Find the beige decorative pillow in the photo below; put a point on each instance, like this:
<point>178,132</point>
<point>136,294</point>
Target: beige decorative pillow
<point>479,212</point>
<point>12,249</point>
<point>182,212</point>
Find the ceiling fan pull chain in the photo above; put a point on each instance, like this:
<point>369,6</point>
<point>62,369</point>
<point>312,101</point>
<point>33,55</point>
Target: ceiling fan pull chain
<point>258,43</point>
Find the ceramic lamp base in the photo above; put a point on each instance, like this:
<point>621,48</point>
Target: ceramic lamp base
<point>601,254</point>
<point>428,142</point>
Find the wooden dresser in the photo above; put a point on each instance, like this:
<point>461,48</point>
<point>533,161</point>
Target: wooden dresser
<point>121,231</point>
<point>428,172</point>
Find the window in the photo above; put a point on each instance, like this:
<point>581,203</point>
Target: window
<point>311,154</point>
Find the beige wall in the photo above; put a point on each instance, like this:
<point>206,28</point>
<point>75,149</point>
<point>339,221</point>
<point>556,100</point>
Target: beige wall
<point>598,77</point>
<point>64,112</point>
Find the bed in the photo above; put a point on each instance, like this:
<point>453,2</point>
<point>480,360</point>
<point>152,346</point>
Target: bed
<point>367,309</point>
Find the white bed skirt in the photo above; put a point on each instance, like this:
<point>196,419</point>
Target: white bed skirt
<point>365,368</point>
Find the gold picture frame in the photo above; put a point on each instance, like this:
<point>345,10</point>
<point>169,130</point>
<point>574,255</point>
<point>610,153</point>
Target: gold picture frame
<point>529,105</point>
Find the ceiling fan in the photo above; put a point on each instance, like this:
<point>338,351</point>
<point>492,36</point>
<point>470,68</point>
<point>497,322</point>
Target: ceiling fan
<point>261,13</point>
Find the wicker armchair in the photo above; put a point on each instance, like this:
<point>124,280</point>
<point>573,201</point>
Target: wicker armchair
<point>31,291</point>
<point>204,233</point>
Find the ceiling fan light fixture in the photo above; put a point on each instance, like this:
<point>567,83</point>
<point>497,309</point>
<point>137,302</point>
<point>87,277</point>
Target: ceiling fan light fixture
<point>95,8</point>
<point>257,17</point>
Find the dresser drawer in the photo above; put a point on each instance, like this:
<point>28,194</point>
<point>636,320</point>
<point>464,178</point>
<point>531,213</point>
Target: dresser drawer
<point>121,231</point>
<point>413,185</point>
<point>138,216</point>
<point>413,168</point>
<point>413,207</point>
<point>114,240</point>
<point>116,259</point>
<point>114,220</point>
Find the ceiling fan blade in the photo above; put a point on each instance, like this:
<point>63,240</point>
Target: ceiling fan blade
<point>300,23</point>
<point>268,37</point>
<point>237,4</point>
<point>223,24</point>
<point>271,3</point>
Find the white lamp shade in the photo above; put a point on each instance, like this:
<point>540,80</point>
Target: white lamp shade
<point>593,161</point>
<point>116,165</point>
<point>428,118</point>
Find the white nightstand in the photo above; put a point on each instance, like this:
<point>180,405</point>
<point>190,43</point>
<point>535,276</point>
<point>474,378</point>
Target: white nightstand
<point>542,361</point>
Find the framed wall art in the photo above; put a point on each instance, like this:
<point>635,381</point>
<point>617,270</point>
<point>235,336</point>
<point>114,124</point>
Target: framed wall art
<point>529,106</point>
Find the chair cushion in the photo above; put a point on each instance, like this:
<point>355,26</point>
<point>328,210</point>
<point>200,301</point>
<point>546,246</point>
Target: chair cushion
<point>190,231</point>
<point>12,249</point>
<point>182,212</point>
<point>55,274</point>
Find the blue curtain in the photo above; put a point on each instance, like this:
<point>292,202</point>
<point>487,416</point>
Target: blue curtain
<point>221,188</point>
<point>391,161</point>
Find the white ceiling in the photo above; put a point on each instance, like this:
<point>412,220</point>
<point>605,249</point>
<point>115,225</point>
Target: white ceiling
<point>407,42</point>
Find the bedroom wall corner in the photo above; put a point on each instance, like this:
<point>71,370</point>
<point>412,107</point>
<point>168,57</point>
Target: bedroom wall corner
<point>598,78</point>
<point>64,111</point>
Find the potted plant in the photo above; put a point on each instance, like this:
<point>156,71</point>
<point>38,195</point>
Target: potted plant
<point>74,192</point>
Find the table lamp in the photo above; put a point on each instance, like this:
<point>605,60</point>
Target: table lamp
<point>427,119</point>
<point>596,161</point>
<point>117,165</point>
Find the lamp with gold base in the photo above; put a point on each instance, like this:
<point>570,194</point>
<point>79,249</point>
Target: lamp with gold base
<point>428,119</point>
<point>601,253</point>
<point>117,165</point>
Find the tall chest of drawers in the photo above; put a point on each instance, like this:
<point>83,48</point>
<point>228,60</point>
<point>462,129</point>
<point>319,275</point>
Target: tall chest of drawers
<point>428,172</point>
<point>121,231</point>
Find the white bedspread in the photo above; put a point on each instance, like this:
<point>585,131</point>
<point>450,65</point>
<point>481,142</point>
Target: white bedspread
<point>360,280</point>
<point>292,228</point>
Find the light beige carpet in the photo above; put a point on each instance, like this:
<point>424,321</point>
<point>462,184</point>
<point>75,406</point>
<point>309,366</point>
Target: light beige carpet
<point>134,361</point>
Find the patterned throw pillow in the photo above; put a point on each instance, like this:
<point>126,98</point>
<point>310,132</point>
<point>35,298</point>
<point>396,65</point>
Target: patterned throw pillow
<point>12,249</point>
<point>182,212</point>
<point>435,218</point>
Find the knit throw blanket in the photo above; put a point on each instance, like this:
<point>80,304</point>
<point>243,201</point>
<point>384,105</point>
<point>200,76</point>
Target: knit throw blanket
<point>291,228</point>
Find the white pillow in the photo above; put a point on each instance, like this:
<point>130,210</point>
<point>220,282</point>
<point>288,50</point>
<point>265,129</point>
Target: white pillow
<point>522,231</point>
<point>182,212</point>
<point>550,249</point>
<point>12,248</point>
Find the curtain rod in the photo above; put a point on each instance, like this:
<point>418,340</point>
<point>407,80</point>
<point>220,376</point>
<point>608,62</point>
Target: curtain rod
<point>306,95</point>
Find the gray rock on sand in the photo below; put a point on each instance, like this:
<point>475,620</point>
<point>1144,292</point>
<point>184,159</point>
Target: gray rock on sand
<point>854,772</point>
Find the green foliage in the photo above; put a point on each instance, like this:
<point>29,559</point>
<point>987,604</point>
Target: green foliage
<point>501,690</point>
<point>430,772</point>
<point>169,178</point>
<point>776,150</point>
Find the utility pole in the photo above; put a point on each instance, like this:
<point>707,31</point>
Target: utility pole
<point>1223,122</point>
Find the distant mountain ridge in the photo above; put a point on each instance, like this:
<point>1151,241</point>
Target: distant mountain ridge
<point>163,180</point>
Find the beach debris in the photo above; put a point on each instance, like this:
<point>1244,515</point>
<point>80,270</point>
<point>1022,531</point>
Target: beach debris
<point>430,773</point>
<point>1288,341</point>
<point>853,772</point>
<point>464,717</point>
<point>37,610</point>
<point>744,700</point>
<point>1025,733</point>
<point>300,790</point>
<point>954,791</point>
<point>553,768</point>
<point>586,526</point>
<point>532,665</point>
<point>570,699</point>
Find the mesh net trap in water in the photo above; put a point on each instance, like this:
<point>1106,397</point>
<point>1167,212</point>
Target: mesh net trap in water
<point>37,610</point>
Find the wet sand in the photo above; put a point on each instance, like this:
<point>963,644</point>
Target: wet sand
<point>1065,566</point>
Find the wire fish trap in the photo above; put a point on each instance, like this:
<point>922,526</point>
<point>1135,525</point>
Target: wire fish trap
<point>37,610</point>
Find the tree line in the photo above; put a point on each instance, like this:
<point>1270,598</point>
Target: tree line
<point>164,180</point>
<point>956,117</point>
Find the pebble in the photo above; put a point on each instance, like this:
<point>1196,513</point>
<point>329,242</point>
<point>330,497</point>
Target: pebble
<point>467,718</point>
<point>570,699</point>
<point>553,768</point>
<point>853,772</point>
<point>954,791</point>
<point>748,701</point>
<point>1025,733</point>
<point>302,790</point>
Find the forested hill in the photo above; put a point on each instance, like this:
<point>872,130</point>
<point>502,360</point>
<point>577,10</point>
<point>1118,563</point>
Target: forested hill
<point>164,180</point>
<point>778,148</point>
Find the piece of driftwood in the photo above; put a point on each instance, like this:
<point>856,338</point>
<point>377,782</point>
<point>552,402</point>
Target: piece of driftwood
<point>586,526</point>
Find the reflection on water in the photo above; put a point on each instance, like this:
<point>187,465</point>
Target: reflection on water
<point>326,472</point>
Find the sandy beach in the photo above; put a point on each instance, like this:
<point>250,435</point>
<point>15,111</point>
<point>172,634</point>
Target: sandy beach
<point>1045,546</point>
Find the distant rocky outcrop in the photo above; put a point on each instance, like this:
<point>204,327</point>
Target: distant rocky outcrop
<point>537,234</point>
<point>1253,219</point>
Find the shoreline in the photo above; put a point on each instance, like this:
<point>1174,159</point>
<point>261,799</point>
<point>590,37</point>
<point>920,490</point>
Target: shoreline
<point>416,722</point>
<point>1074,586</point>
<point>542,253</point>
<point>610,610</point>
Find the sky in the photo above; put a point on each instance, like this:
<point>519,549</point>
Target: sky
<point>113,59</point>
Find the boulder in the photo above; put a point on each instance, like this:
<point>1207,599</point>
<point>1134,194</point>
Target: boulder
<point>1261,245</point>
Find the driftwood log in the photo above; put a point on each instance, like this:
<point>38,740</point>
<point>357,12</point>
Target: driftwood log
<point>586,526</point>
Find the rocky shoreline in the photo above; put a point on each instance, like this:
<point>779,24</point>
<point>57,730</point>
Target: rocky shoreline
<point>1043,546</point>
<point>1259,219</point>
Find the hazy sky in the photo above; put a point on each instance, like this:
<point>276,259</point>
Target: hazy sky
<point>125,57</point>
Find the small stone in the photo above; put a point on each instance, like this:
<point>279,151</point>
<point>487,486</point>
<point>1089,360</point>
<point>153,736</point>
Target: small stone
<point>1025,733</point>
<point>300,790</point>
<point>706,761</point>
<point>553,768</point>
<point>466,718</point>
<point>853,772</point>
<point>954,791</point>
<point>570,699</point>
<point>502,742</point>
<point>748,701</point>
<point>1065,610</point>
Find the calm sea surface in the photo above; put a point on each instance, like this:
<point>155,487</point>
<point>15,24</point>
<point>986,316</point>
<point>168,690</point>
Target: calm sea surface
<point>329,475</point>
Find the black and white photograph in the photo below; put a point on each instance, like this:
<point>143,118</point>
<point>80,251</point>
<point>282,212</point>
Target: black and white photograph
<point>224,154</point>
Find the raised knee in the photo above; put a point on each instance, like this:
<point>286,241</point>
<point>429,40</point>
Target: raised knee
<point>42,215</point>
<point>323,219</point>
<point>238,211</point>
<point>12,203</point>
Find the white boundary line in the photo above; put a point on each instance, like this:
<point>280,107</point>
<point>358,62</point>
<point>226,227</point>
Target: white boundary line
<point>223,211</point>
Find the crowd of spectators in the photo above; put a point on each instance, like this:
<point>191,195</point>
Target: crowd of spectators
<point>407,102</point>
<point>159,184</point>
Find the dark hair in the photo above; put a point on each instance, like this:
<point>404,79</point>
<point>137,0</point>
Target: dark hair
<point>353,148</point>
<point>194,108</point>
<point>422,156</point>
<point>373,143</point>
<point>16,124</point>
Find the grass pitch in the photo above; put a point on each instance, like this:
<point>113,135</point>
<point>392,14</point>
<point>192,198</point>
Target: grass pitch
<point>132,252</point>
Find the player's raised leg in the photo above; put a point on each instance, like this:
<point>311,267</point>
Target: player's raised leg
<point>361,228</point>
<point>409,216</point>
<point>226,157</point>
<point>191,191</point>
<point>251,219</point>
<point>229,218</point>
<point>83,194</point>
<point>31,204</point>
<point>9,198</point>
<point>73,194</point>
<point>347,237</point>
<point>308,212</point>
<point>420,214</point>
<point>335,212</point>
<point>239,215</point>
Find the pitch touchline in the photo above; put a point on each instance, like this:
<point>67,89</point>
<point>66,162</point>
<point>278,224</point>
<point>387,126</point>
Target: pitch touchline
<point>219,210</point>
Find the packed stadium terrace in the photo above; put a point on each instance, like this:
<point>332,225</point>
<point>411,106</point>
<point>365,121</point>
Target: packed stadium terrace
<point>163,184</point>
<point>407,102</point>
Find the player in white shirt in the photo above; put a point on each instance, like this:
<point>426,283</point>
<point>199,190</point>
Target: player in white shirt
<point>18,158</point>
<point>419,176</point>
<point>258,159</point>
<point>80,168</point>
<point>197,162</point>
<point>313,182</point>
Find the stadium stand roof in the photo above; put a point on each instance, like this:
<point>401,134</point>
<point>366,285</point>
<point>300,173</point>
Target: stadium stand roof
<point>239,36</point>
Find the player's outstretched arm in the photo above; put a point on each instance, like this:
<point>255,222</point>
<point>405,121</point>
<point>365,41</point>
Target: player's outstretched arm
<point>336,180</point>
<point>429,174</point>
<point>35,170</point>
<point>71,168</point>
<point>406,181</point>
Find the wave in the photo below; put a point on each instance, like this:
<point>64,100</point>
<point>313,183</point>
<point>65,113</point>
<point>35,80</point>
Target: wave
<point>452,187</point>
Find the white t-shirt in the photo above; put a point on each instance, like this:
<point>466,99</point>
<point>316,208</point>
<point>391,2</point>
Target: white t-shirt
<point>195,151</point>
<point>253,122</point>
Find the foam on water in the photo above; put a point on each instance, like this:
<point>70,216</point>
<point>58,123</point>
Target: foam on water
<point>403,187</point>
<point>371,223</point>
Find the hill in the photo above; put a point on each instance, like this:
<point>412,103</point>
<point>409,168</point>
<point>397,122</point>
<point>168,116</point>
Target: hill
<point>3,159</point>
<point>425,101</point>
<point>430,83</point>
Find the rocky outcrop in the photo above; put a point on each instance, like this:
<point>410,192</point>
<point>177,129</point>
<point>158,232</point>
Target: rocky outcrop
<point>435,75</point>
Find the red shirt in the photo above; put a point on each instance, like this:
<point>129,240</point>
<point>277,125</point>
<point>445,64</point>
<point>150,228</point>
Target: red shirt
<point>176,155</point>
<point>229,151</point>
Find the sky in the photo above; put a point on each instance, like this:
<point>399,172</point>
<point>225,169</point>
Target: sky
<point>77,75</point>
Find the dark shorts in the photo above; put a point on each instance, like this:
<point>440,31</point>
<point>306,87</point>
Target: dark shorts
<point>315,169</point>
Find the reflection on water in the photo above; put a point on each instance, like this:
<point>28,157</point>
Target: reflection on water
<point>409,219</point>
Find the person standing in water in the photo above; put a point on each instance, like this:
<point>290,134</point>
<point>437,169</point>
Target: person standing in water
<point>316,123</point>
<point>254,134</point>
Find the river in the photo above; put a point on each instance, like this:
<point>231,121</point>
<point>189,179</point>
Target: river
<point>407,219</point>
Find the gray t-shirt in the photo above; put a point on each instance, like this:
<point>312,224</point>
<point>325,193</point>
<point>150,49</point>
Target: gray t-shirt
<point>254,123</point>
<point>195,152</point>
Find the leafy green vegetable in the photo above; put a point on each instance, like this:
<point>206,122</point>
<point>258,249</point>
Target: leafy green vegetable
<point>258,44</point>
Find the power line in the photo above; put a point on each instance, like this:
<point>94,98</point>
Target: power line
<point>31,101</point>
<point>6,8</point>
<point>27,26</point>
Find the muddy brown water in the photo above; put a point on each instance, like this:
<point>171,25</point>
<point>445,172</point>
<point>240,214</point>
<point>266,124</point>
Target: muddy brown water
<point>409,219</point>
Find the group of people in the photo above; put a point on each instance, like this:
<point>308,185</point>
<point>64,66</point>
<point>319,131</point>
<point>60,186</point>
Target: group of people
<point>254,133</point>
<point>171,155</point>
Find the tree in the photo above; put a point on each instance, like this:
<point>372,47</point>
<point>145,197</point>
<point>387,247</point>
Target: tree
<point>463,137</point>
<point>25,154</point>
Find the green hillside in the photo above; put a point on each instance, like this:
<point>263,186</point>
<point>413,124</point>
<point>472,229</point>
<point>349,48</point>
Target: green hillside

• _Task goal_
Please copy the lines of the records above unchanged, starting at the line that contains "Find the wet" and ending at the line that contains "<point>1065,566</point>", with both of those lines included.

• _Solution_
Find the wet sand in the photo above; put a point on each instance, like this:
<point>963,644</point>
Target: wet sand
<point>1065,566</point>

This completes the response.